**Objective**
Write out each record below exactly as it appears, with no pictures.

[START OF Data extract]

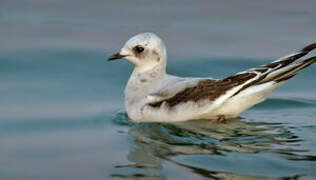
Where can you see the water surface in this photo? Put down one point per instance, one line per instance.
(61, 105)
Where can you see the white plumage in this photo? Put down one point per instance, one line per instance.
(153, 95)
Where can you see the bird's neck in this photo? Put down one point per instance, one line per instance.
(144, 77)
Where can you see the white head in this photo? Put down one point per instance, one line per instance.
(145, 51)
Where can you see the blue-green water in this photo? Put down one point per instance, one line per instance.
(61, 104)
(62, 116)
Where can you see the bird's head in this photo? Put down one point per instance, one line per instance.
(145, 51)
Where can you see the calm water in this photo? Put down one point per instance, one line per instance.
(62, 117)
(61, 103)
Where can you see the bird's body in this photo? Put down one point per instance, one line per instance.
(152, 95)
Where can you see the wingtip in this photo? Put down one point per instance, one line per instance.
(309, 47)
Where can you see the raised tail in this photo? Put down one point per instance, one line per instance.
(284, 68)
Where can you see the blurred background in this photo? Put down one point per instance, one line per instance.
(61, 103)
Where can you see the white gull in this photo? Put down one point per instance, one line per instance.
(152, 95)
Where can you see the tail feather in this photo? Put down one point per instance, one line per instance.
(286, 66)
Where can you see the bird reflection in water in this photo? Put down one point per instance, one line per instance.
(156, 143)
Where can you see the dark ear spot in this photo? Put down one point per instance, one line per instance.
(155, 53)
(138, 49)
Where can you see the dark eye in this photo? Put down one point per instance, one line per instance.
(138, 49)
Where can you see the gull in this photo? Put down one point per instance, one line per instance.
(153, 95)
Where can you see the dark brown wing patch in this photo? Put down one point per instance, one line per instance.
(206, 89)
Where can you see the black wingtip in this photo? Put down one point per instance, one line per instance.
(309, 47)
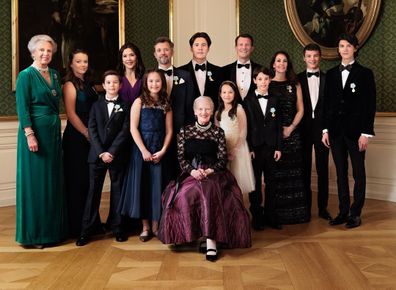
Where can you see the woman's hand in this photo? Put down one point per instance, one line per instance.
(157, 156)
(32, 143)
(287, 131)
(147, 156)
(198, 174)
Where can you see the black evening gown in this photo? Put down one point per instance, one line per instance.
(291, 198)
(75, 152)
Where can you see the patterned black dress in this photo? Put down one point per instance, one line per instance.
(291, 198)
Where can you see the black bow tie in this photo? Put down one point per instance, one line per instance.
(247, 65)
(262, 96)
(201, 67)
(167, 72)
(110, 101)
(310, 74)
(347, 67)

[END OF Data extract]

**Result of this task**
Where can you see the water surface in this photo? Put down one point per instance, one line per instance.
(61, 105)
Where can you see the white plumage in this photo? Put down one point per instance, one line per instance.
(153, 95)
Where can you see the bird's neck in this photo? Put down one point per instance, one line per instance.
(144, 77)
Where can you see the white head in this photo? Put down one point per instance, one line per instance.
(145, 51)
Where can you see the blue-green water in this photo? Put down one point per instance, one line per instance.
(61, 104)
(62, 116)
Where can you see the bird's head in this photo? Put down one point per instance, one line per instance.
(145, 51)
Where can you see the calm water in this photo? Put down one point per instance, one line per instance.
(62, 117)
(61, 103)
Where can you see the bird's body in this photo? Put down one point per instance, one line per instance.
(152, 95)
Where can you see the wingtip in this photo? Put down one point per instance, one line per instance.
(309, 47)
Where can you see the raised tail in this photo? Put down one point per instance, one line per instance.
(284, 68)
Where can you see the blurred background in this photo? Put down one point per instance, one line per instance.
(61, 103)
Where can you see the white gull in this photo? Put down one point per instance, one line per instance.
(152, 95)
Where can you see the tail feather in this photo? Put down one point per instance, one line per instance.
(286, 66)
Where can you see the bird reflection in water in this photo? Put down one point per instance, one line per instance.
(156, 143)
Where can you see the dark ear spot in this photo? Put down one point per instance, one line per instance.
(155, 53)
(138, 49)
Where can you see the dark eye in this photo? Put down one point per instance, one line per instance.
(138, 49)
Where can you see the gull in this photo? Put down one point per instance, one line per instance.
(153, 95)
Where can you see the dark brown wing patch in this photo? Put down one point per instance, one line per instance.
(206, 89)
Where can you see the black wingtip in this photo? Put down one point per instance, one line per instance.
(309, 47)
Where can you see the woman's hand in this photo? Put down one point per instance, one line per instance.
(157, 156)
(32, 143)
(287, 131)
(147, 156)
(198, 174)
Where can you see the black evening gown in this photo? Put down one point per instance, one line per instance.
(291, 198)
(75, 152)
Where can you see the patterned black dress in this photo? Put down one point per instance, one line per instance.
(291, 198)
Where can you see the black bow tie in this photo? Put down one point per instance, one line per instance.
(247, 65)
(262, 96)
(201, 67)
(167, 72)
(110, 101)
(310, 74)
(347, 67)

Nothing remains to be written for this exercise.